[Extracted records]
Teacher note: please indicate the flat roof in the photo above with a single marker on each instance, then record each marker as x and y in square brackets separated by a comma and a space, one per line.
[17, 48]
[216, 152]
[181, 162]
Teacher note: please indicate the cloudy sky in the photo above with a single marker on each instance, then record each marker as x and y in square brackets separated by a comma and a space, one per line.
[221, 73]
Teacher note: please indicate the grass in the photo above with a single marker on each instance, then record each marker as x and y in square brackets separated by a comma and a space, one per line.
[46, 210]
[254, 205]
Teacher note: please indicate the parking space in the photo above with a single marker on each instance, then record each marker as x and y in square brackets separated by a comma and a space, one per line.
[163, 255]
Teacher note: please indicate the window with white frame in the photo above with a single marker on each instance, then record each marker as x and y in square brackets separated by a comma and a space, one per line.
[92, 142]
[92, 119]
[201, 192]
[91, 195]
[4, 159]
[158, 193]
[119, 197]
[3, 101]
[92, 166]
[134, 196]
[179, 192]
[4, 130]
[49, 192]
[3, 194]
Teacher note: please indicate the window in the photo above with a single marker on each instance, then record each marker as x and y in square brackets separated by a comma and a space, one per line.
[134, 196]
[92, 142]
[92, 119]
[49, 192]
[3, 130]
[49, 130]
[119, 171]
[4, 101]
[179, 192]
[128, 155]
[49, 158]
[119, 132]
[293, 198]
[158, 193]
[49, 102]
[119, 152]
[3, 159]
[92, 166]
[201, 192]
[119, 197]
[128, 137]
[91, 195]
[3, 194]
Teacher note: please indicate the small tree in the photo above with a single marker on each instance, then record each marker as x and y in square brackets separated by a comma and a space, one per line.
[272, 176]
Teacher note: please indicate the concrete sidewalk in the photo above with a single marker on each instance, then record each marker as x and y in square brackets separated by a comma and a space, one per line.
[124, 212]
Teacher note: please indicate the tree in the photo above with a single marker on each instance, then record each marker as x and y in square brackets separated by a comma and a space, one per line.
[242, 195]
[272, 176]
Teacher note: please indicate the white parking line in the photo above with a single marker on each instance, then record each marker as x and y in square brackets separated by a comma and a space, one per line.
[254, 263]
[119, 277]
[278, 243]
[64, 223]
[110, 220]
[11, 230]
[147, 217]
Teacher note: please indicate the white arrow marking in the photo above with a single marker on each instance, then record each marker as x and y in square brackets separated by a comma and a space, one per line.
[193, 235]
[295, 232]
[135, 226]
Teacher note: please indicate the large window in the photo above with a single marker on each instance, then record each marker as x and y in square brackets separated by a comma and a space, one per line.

Given problem: Extract each line of the listing above, copying it word for word.

Task response:
Teacher note: please indicate the flat roof in the photo above with a single marker on each instance, then record each marker as x and y in square brackets separated by a comma and a space, one per line.
[17, 48]
[216, 152]
[181, 162]
Teacher note: please indicate the cloudy sky in the photo above with a single marker on each instance, then record each marker as x and y in square brackets separated by a comma and a space, one per line.
[221, 73]
Teacher note: please indicate the grass in the photo above with a single marker on each instance, then record each marker as x and y in square brackets separated by a comma and a space, one per line.
[46, 210]
[254, 205]
Teacher note: please indicate the parking space in the photo above with a single marker on each instance, then record each marker as x and y in square brackets separated by a comma and a space, one per line.
[163, 255]
Teacher note: please indicate the window with white frame in the photo above with a single marker on each instance, then record each marker as x and y in square brackets separated by a comma and a space, one per line.
[92, 142]
[92, 119]
[201, 192]
[91, 195]
[4, 159]
[158, 193]
[119, 197]
[3, 101]
[92, 166]
[134, 196]
[179, 192]
[4, 130]
[49, 192]
[3, 194]
Teacher note: please indicate the window in the photo above with a single marker on each instance, then record each marker as x and y in square brackets separated by a comma and a space, one per line.
[134, 196]
[92, 142]
[92, 119]
[49, 192]
[3, 130]
[49, 130]
[119, 171]
[4, 101]
[179, 192]
[128, 155]
[49, 158]
[119, 132]
[293, 198]
[158, 193]
[49, 102]
[119, 152]
[3, 159]
[92, 166]
[201, 192]
[119, 197]
[128, 137]
[91, 195]
[3, 194]
Teacher note: please indicate the small tree in the photo above with a single marker on each instance, then record each marker as x and y in square brackets separated by a comma and a space, one per line.
[272, 176]
Teacher note: please indicate the concrete sidewalk in the photo above with a single marker on each instance, then record each marker as x and y in square brackets separated by a comma and a space, one per line.
[124, 212]
Teacher note: please indicate the tree in the photo above with a single marker on each instance, then record each marker as x and y in square brackets separated by a comma and a space, one per line.
[242, 195]
[272, 176]
Teacher note: please indicate the white parking line in the photo above with a single marker on each instance, then record each marker as x and y in square brackets separated by a comma and a space, one per line.
[254, 263]
[119, 277]
[278, 243]
[64, 223]
[110, 220]
[11, 230]
[147, 217]
Teacher note: please indicate the white arrow marking in the photo above with a single marker on each instance, then record each marker as x and y in square brackets separated by a comma and a space, one per line.
[193, 235]
[295, 232]
[135, 226]
Teacher note: please indicate the large window in the photo above with a single marker on each instance, then record each marker as x and y in square brackets separated by a comma and a space, one per line.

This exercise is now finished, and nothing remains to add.